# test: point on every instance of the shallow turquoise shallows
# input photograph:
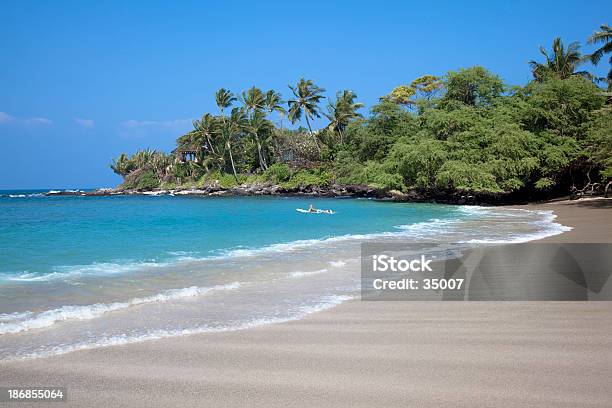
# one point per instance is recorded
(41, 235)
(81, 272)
==
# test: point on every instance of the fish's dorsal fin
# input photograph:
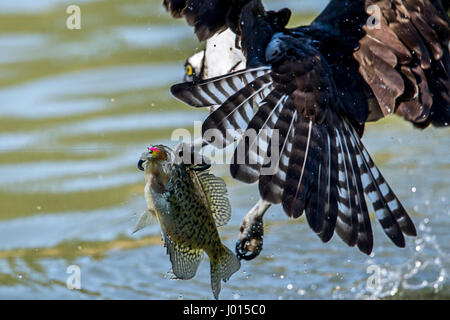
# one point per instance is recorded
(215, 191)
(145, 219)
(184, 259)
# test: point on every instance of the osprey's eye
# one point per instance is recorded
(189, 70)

Task instructions:
Show all lines from the listing above in which "test" appears.

Exercise result:
# test: point on every instance of the shallow turquoise shallows
# test: point on every instance of the fish's dorsal fin
# test: point on every instance of the osprey's eye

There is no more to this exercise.